BEGIN Record excerpts

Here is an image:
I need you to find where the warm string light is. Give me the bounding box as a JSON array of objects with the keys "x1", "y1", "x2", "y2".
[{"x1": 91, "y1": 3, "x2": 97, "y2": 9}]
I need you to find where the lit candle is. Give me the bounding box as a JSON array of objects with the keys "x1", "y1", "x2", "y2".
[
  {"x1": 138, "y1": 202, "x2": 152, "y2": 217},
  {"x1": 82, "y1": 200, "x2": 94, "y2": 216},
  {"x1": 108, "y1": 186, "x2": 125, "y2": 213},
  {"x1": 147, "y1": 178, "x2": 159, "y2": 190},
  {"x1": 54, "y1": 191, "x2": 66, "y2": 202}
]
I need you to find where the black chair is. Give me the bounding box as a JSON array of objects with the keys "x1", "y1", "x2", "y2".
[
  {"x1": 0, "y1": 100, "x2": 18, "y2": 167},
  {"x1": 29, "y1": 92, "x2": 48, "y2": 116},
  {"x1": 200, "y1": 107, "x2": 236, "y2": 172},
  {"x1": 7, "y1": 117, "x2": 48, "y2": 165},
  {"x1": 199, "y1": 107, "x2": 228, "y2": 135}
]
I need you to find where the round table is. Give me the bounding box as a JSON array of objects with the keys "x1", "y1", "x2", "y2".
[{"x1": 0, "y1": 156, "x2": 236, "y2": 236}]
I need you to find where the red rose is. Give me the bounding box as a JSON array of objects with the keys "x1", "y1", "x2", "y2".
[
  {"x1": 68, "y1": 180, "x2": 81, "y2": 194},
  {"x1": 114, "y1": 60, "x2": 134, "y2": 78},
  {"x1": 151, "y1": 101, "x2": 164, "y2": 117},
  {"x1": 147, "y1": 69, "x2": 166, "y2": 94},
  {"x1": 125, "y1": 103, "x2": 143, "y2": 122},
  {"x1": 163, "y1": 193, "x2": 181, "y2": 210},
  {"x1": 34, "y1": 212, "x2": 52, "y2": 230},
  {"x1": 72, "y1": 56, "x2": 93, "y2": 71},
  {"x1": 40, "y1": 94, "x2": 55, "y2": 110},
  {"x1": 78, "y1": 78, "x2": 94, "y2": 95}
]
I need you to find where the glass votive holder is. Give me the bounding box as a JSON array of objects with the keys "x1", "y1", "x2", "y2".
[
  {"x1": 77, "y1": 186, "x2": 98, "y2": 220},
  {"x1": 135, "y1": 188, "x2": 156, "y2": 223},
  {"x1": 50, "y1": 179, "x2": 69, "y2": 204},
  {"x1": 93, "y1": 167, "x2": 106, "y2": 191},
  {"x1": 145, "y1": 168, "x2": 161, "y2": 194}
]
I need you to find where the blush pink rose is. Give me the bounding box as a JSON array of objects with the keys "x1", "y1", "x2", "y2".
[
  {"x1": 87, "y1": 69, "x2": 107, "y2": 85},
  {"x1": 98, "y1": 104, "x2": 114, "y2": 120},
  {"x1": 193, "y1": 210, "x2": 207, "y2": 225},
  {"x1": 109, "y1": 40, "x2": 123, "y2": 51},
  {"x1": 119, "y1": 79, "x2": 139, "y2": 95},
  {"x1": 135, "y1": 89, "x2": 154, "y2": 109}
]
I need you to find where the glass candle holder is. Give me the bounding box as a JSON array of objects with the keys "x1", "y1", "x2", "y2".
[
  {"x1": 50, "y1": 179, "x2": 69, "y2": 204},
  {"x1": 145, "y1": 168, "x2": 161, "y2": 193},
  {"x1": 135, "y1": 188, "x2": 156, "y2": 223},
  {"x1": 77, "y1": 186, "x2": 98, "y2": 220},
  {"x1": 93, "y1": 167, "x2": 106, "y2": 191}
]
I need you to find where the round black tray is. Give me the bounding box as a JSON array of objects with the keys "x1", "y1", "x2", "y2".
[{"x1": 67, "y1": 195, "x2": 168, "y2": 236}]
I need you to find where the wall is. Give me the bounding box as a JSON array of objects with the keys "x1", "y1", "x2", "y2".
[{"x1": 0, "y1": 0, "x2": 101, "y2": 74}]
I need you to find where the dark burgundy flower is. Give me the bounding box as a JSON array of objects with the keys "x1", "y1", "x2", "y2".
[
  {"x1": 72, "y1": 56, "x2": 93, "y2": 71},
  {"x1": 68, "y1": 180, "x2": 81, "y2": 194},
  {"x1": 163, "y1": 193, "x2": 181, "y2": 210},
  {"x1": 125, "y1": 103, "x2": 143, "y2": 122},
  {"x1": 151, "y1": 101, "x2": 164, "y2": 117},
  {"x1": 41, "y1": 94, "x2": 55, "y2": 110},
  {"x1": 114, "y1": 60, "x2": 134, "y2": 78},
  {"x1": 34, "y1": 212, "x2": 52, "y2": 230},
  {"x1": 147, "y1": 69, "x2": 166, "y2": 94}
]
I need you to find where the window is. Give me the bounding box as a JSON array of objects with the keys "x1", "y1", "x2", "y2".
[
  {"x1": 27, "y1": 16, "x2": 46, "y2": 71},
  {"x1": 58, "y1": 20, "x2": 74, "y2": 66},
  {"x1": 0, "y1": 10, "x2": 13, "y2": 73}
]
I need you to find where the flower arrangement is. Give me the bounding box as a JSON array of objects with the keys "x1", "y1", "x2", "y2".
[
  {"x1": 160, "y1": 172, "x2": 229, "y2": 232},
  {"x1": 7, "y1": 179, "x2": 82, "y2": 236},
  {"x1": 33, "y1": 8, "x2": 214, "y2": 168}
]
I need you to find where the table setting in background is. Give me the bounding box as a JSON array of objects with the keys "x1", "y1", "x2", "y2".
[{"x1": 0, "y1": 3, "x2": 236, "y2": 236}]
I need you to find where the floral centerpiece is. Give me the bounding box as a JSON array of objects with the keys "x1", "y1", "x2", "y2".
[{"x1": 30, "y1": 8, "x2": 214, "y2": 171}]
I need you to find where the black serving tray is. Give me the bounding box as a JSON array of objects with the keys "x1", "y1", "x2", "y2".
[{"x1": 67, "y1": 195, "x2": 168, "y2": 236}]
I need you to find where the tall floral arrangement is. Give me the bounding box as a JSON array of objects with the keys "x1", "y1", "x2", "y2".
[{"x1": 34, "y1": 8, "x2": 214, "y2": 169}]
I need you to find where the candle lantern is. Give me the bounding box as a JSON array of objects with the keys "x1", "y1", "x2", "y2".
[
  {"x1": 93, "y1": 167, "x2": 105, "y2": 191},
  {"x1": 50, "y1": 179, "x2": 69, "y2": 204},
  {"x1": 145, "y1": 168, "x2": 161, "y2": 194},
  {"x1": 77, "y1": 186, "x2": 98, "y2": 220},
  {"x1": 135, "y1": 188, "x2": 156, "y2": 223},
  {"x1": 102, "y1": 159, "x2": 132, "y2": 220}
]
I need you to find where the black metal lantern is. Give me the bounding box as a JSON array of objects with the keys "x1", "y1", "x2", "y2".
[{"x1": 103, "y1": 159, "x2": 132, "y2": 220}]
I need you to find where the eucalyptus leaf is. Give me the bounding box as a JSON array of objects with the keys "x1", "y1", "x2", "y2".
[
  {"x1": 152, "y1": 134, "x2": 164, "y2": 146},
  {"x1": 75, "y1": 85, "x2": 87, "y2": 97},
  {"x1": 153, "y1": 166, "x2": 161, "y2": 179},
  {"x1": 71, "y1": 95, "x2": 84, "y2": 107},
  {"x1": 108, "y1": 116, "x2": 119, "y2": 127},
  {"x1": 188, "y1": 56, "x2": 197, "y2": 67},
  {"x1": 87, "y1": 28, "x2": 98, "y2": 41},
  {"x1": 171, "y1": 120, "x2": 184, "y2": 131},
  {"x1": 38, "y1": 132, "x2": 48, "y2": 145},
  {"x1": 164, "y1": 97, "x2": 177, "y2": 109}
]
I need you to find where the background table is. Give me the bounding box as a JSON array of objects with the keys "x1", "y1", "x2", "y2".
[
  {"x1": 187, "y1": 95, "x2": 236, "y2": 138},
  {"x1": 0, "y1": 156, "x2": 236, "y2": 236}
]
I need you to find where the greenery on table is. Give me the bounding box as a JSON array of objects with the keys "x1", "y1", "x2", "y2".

END Record excerpts

Task objective
Set out the records from the line containing "I need you to find where the background" through the end of the records as a JSON list of strings, one string per line, omitting any blank lines.

Result for this task
[
  "I need you to find where the background table is. Give me the bounding box as a JSON array of objects with the keys \"x1\", \"y1\", \"x2\", \"y2\".",
  "[",
  "  {\"x1\": 187, \"y1\": 95, \"x2\": 236, \"y2\": 138},",
  "  {\"x1\": 0, \"y1\": 156, \"x2\": 236, \"y2\": 236}",
  "]",
  "I need you to find where the greenery on table is. Give me the bounding box as a JSON array of objects with the keys \"x1\", \"y1\", \"x2\", \"y2\"."
]